Exercise =>
Write the entries out again. Every character must match.

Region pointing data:
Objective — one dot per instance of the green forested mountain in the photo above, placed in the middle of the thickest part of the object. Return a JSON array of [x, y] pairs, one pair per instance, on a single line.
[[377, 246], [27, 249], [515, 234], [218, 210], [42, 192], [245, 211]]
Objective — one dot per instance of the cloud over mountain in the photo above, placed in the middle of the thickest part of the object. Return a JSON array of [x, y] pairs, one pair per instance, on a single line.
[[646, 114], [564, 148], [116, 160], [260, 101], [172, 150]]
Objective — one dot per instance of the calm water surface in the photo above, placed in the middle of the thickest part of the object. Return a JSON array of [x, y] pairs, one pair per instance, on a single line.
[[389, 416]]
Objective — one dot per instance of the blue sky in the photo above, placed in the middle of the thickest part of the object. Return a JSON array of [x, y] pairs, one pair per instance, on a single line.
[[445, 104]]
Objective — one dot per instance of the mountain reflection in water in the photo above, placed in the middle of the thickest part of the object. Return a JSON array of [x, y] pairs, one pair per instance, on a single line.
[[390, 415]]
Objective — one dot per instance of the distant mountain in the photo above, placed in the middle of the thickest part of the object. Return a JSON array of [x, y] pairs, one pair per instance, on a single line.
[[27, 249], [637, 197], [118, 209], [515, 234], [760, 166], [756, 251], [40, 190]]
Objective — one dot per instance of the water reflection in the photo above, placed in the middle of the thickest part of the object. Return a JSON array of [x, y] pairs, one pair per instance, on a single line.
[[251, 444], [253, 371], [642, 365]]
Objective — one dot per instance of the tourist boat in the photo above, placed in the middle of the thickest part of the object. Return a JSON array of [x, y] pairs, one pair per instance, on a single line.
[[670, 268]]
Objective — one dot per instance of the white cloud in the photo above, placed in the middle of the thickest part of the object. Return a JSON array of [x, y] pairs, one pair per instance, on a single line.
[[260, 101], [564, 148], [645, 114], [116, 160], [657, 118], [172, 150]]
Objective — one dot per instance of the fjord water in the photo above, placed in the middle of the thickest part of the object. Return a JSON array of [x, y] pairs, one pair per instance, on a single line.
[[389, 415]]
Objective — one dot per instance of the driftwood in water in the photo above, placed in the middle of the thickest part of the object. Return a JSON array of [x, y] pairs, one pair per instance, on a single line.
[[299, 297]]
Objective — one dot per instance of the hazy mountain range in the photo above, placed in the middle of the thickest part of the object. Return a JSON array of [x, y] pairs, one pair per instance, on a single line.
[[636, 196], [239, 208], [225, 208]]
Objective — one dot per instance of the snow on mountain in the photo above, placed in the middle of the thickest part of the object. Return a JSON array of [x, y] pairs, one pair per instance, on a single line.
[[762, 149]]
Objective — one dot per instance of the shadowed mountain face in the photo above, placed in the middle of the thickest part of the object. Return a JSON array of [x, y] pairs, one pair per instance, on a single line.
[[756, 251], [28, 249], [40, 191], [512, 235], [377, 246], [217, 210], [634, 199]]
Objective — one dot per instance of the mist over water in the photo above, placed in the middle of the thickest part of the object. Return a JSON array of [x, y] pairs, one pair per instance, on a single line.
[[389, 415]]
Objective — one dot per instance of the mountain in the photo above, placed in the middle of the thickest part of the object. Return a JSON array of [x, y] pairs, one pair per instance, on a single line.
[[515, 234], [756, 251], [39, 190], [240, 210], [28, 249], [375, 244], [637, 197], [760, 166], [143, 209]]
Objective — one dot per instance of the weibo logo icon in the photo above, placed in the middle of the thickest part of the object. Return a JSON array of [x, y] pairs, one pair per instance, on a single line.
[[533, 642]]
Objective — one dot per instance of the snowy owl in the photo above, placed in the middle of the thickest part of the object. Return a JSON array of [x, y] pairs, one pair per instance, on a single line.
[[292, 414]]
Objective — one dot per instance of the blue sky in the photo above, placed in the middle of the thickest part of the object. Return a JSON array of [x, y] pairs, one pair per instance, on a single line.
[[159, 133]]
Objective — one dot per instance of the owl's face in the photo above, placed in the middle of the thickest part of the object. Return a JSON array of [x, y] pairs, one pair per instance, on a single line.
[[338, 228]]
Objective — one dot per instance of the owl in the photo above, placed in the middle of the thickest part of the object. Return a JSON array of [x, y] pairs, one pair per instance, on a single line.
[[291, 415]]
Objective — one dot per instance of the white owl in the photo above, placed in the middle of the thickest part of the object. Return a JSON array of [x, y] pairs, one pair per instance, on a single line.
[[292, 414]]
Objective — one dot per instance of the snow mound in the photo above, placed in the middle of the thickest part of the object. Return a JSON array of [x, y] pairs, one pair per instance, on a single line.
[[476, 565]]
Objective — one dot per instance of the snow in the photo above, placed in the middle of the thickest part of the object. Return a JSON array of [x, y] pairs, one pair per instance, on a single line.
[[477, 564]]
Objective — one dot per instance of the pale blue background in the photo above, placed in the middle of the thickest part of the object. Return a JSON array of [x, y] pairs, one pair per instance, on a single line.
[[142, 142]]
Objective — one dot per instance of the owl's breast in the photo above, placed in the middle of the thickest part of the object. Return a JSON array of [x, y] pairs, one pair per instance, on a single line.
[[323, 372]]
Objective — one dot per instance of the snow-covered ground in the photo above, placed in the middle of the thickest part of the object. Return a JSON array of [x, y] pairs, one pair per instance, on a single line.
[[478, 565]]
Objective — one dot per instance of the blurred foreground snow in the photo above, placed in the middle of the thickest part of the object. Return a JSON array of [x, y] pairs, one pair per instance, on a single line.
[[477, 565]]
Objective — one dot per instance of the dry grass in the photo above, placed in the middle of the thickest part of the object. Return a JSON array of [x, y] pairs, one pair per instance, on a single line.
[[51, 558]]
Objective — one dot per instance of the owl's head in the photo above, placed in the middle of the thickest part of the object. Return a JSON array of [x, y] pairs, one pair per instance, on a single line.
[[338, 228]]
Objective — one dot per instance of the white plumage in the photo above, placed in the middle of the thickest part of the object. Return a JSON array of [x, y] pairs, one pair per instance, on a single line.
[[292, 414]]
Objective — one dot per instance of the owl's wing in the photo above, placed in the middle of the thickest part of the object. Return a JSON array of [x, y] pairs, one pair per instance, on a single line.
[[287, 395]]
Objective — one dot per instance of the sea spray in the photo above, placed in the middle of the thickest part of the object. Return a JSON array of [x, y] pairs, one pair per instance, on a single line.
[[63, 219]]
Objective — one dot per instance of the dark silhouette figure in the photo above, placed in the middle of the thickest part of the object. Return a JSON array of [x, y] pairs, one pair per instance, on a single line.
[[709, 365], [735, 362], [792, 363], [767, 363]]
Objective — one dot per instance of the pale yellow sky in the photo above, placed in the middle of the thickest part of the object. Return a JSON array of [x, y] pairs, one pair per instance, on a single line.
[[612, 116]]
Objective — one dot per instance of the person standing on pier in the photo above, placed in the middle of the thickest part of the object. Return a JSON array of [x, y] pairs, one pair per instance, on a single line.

Answer to this exercise =>
Objective — one dot per instance of the green forested mountain in the photo above, placed in the middle of the thickest part of the object. Return a JSON array of [x, y] pairs, one pair per instance, on a single line.
[[377, 246], [27, 249], [515, 234], [218, 210], [42, 192], [245, 211]]
Objective — one dot per instance of the cloud over mountain in the photo above, placed in the middle of the thickest part of the object. Return a JSON array of [x, y] pairs, one pair per instance, on a single line.
[[646, 114], [564, 148], [116, 160], [260, 101], [172, 150]]
Objective — one dot per instance of the calm water surface in the photo above, placed in the middle of the thickest part of the object. Return a JSON array of [x, y] pairs, one pair per instance, on a single line.
[[389, 416]]
Objective — one dot per instance of the blue sky in the photo above, placed in the middle of the thickest part of the object. Return a JSON array of [x, y] pairs, one pair per instance, on a single line.
[[445, 104]]
Objective — one dot per instance of the mountain reflection in water in the photo above, placed in the middle of the thickest part of the object. Return a JSON array of [x, y] pairs, one pair per instance, on a single line.
[[390, 415]]
Objective — one dot per instance of the distant mountain in the photo above, placed in the middle of the thickest part of the object. Return a JSON array of [x, y] pairs, one pair per instance, on a single line.
[[27, 249], [637, 197], [118, 209], [515, 234], [760, 166], [756, 251], [40, 190]]
Objective — one dot per instance of the water reflection in the photo above, placed in the middle of the thickest part of the object. Return a JSON array of [x, y] pairs, one pair per instance, on a single line.
[[251, 444], [253, 371], [642, 365]]
Objective — one dot per instance of the tourist boat in the photo above, placed in the middle of the thickest part of the object. Return a JSON array of [x, y] pairs, one pair per instance, on a single line.
[[670, 268]]
Objective — one dot per instance of the white cloud in the photo above, placed in the middle of the thickest part of the object. Return a JSON array of [x, y] pairs, one pair per instance, on a single line.
[[260, 101], [564, 148], [645, 114], [116, 160], [657, 118], [172, 150]]
Objective — one dot per instance of the fjord water in the photo above, placed in the middle of the thickest part of the object. Return a JSON array of [x, y] pairs, one pair per instance, on a single line.
[[389, 415]]
Objective — one dot per instance of the driftwood in water in the photo above, placed in the middle of the thickest part of the object. Return a JSON array of [x, y] pairs, one pair per instance, on a single line.
[[299, 297]]
Objective — one dot per instance of the hazy mountain range in the photo above, placed in the middle of the thickest part of the object. Return a JSON array of [x, y] pairs, one pair per instance, on a single line.
[[636, 196], [239, 208], [225, 208]]
Objective — one dot per instance of the snow on mountain in the photo above, placed in the middle of the thickest part of the object. Return a JSON array of [x, y] pairs, one pair per instance, on a single line.
[[762, 149]]
Objective — one dot per instance of the shadowed mountain face in the photo above, placed in the middle of the thickest part of the object. Return a JSON array of [x, y] pairs, one pair per instance, on a single line.
[[756, 251], [28, 249], [40, 191], [512, 235], [377, 246], [217, 210], [634, 199]]
Objective — one dot per instance of the mist over water in the photo above, placed in the middle of the thickest part of the object. Return a JSON array of [x, y] pairs, one pair per instance, on a single line.
[[389, 415]]
Objective — one dot per instance of the mountain in the photo above, placed in the middle of the thickest part of the object. Return a JSON array of [x, y] pairs, one pair per instance, on a single line.
[[515, 234], [756, 251], [39, 190], [240, 210], [28, 249], [375, 244], [637, 197], [760, 166], [143, 209]]
Objective — one dot per instance of the weibo logo icon in the photo above, placed in the middle of the thickest part of the object. Return a JSON array of [x, y] pairs, one pair per instance, on a single line.
[[533, 642]]
Objective — one dot per instance of the snowy owl in the photo above, placed in the middle of the thickest part of the object. Return a JSON array of [x, y] pairs, one pair per instance, on a single line.
[[292, 414]]
Objective — one dot per instance of the blue sky in the photo above, placed in the middle of the thickest part of the object. Return a JSON array of [x, y] pairs, one pair per instance, on a single line.
[[159, 133]]
Objective — one dot per instance of the owl's face in the photo above, placed in the middle of the thickest part of the object. Return a JSON array of [x, y] pairs, one pair per instance, on a single line.
[[338, 228]]
Objective — one dot per instance of the owl in the photo above, placed in the middle of the thickest part of the object. Return a JSON array of [x, y] pairs, one pair per instance, on a single line.
[[291, 415]]
Objective — one dot per instance of the white owl in the photo above, placed in the middle of the thickest part of the object. Return a JSON array of [x, y] pairs, one pair per instance, on a single line.
[[292, 414]]
Objective — one dot per instance of the snow mound in the photo above, placed in the middle of the thickest part of the object. Return a JSON array of [x, y] pairs, one pair per instance, on a single line.
[[476, 565]]
Objective — one dot per instance of the snow in the photo above, placed in the middle of the thickest part of the object. Return a JSON array of [x, y] pairs, one pair per instance, on a single line.
[[477, 564]]
Objective — one dot per instance of the pale blue background in the photo above, placed in the middle of the thickest part of the object. Return a JSON array of [x, y] pairs, one pair per instance, on a single line.
[[142, 142]]
Objective — one dot per instance of the owl's breast in the photo above, placed in the middle of the thickest part of the object. Return a JSON array of [x, y] pairs, one pair per instance, on a single line.
[[323, 372]]
Objective — one dot per instance of the snow-covered ground in the photo above, placed in the middle of the thickest part of the object. Return a JSON array of [x, y] pairs, one pair per instance, on a single line.
[[478, 565]]
Objective — one dot per instance of the blurred foreground snow in the photo above, placed in the middle of the thickest part of the object. Return a JSON array of [x, y] pairs, one pair per instance, on a single line.
[[477, 565]]
Objective — one dot per instance of the dry grass in the photo above, placed in the middle of the thickest part of the object. Return a JSON array of [x, y] pairs, one pair per instance, on a single line.
[[51, 558]]
Objective — one dot per instance of the owl's head in the photo above, placed in the middle of the thickest part of the object. Return a JSON array of [x, y] pairs, one pair per instance, on a single line.
[[338, 228]]
Objective — one dot per instance of the white plumage in the photo above, placed in the middle of the thickest part of the object. Return a JSON array of [x, y] pairs, one pair per instance, on a single line.
[[292, 414]]
Objective — one dot per instance of the owl's wing in the photo above, placed in the middle of the thickest part of the object. Return a JSON array of [x, y] pairs, one pair per instance, on a single line.
[[287, 395]]
Objective — one dot per instance of the sea spray in the photo above, placed in the middle of the thickest part of the object. Return a JSON array of [x, y] pairs, one pair per instance, on a single line.
[[63, 219]]
Objective — one dot per instance of the dark silhouette figure in the photo above, placed in the middle of the thickest part of the object. Return a JSON array of [x, y] pairs, one pair per instance, on a single line.
[[709, 365], [735, 362], [792, 363], [767, 363]]
Objective — one dot per instance of the pale yellow sky in the photo above, placed in the middle of the thickest part of the object. Return a JSON array of [x, y] pairs, one pair per instance, on a single line.
[[612, 116]]
Objective — one dot per instance of the person standing on pier in the photo above, placed in the middle of the thickest part of the object. Return a JSON array of [x, y] pairs, one pair per instance, on a single line.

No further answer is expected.